▶ Textauszug:
========================================
Archiv


Vom Drogenbaron zum Serien-Star

Entführungen, Bombenanschläge, Morde: Das Leben tausender Menschen geht auf das Konto des kolumbianischen Drogenbarons Pablo Escobar. Rund 20 Jahre nach seinem Tod ist er nun Star einer Seifenoper geworden. "Pablo – der Boss des Bösen" heißt die erfolgreiche Telenovela des kolumbianischen TV-Senders Caracol.

Von Nils Naumann |
    Pablo-Sprechchöre, jubelnde Männer, kreischende Frauen. Drehpause am Set der Serie im kolumbianischen Medellin. Rund 100 Fans wollen ihren Star live erleben.

    Andres Parra, rotes Polohemd, buschiger Schnauzbart, die schwarzen Haare seiner Perücke zum Seitenscheitel gekämmt, sieht dem Drogenboss Escobar tatsächlich zum Verwechseln ähnlich. Der Hauptdarsteller der Soap schüttelt Hände, umarmt Frauen und Kinder, gibt Autogramme, lässt sich fotografieren.
========================================
▶ Kurzaufgabe 1:
Suche in der Auflistung jede Zeile mit der Zeichenfolge "plate" und gib diese Zeilen wieder, wobei Groß- und Kleinschreibung zählt.
Der Textauszug und die Auflistung stehen in keinem Zusammenhang miteinander.

▶ Datensätze mit beschrifteten Punkten:
========================================
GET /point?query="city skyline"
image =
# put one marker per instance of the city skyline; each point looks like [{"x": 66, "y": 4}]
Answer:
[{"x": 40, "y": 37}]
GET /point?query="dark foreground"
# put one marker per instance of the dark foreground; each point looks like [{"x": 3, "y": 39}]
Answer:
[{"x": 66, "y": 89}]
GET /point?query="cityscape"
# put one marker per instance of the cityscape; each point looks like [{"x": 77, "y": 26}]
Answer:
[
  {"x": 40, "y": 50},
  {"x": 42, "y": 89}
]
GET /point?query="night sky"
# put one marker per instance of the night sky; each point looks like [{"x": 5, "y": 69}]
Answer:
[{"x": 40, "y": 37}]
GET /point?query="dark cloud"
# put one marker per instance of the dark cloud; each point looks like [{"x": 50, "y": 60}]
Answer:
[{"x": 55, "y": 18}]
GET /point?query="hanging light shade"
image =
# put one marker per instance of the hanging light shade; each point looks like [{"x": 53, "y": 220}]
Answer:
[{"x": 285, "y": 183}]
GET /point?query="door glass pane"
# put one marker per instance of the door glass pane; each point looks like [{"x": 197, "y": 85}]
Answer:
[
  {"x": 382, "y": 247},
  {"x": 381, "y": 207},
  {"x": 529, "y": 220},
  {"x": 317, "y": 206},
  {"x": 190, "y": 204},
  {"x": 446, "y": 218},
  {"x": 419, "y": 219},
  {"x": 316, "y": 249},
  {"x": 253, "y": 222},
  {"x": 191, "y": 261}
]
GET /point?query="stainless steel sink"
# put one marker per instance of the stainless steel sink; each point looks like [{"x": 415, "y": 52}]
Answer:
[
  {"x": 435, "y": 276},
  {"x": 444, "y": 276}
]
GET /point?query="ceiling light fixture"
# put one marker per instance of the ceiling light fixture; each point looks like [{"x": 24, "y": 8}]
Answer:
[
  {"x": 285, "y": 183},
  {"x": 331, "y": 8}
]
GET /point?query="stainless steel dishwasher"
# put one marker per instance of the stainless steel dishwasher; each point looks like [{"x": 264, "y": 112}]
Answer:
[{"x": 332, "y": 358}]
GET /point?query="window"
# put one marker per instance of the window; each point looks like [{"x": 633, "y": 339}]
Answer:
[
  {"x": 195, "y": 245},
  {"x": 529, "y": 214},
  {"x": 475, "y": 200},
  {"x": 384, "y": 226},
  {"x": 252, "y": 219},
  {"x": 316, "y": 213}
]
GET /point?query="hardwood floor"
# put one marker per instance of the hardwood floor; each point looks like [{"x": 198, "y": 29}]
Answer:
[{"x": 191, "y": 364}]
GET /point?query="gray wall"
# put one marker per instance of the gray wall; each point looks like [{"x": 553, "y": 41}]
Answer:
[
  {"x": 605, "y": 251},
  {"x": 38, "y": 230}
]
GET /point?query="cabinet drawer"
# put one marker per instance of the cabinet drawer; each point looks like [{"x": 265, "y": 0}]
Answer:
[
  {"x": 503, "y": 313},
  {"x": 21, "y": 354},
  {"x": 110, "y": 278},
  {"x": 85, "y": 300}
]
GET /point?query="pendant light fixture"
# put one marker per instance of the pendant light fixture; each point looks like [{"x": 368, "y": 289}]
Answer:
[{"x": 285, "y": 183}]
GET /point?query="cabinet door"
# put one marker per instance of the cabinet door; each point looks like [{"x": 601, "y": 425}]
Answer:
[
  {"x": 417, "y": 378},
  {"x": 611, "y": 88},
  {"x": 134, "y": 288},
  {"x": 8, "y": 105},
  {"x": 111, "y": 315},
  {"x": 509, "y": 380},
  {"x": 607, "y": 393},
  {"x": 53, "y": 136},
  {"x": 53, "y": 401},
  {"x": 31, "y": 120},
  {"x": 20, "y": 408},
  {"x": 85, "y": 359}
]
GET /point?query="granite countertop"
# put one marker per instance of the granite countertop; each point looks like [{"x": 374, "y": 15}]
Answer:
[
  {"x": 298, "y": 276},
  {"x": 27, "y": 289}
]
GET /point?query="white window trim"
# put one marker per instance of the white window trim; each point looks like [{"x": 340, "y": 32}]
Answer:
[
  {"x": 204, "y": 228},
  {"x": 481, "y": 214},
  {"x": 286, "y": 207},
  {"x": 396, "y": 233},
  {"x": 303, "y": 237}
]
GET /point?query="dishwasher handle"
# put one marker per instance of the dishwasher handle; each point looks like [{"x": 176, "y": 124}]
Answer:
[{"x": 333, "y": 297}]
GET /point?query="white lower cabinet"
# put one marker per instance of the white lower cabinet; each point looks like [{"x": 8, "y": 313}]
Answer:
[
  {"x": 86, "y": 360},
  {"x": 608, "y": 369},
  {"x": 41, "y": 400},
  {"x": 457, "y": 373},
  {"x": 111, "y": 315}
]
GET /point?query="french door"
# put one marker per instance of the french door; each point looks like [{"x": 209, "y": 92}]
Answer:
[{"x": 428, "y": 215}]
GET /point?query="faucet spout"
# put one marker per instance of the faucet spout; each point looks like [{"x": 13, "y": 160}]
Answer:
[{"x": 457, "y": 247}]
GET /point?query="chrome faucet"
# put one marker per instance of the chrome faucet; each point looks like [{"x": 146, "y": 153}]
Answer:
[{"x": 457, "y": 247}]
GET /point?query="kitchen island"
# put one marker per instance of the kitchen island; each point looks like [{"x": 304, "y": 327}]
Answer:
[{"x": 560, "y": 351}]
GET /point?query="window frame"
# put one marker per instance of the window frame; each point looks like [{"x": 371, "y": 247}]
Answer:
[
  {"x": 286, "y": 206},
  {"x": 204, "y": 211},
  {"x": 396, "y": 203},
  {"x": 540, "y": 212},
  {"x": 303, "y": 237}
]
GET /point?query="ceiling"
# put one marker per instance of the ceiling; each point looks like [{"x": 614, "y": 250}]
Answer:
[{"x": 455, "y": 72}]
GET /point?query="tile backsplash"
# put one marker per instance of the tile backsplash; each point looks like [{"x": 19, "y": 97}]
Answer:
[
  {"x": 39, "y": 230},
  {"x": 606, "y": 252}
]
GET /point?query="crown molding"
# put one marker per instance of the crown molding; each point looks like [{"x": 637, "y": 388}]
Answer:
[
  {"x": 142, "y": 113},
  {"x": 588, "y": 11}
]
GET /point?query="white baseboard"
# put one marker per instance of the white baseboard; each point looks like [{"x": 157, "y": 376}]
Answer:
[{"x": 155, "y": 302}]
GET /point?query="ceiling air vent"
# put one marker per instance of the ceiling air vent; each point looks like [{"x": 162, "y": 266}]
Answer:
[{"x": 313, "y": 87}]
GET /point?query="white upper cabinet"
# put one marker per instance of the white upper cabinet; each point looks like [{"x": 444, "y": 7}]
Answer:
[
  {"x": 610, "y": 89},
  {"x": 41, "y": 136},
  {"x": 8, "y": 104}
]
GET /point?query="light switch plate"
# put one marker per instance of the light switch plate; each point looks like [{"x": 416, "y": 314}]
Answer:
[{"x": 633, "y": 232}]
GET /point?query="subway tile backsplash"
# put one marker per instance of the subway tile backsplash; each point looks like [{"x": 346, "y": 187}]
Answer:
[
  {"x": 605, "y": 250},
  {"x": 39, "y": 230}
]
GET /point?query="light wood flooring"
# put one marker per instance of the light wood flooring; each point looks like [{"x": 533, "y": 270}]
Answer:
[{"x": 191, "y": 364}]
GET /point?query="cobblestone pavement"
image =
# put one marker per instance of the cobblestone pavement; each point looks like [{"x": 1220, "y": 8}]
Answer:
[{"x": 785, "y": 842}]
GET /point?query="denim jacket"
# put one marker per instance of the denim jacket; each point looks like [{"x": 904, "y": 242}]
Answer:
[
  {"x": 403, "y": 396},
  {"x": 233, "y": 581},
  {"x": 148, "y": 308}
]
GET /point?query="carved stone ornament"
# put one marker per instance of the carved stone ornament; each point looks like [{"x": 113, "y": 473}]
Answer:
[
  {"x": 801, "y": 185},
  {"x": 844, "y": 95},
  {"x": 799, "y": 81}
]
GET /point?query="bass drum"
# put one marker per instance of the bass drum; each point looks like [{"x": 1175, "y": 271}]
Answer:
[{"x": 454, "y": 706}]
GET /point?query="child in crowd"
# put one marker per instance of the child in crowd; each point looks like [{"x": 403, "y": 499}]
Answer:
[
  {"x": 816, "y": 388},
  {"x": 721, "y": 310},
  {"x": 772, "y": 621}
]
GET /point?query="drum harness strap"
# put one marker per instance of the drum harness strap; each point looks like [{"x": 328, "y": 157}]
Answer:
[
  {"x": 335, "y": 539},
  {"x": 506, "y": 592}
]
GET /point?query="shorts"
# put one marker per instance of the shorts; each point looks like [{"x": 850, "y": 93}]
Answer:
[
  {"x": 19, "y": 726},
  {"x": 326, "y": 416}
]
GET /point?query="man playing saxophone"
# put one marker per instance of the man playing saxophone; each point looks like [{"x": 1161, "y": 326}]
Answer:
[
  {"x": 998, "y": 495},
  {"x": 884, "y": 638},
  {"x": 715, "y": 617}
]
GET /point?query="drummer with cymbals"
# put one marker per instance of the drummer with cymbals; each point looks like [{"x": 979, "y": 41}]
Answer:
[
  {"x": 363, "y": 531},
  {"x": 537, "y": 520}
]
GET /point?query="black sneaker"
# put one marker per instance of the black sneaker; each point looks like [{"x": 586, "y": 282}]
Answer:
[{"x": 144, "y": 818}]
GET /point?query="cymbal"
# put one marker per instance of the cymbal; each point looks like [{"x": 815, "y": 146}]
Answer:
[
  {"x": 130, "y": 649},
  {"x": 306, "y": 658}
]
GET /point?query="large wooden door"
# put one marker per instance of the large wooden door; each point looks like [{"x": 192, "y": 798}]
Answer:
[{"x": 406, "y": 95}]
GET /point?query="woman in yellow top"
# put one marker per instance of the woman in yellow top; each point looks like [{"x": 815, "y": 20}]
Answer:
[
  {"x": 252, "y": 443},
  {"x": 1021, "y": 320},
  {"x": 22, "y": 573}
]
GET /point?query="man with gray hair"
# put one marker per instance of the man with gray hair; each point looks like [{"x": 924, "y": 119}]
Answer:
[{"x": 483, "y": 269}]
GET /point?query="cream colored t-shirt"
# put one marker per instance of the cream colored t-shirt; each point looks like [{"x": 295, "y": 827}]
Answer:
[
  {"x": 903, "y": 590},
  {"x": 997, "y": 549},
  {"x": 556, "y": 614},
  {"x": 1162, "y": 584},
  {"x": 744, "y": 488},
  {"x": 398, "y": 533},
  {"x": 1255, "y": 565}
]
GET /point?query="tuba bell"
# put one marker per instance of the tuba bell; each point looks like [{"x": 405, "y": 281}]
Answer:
========================================
▶ Kurzaufgabe 2:
Welchen Titel trägt laut Textauszug die Telenovela des kolumbianischen Senders Caracol?

▶ Erwartete Ausgabe 1:
GET /point?query="light switch plate"
# put one marker per instance of the light switch plate; each point looks like [{"x": 416, "y": 314}]

▶ Erwartete Ausgabe 2:
"Pablo – der Boss des Bösen"